> **Job**
Count the lines in the entries below that contain the word "woman", and reply with that number alone.

:: Input for this task ::

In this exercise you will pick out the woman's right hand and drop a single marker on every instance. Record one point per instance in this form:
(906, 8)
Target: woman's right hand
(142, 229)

:::
:: Input for this task ::

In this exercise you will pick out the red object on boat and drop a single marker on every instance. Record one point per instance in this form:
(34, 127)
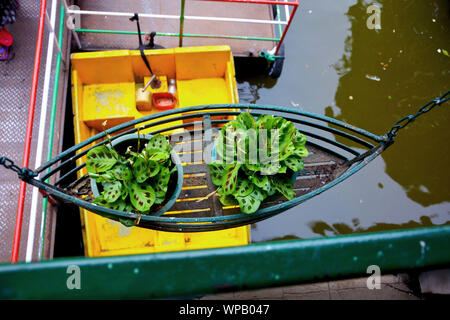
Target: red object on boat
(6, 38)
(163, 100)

:::
:: Input for this task ::

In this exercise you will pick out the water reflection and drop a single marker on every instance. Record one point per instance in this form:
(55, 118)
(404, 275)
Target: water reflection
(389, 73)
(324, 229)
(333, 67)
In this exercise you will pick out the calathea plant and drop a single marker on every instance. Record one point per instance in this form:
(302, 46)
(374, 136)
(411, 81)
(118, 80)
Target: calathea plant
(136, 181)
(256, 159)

:::

> **Full answer**
2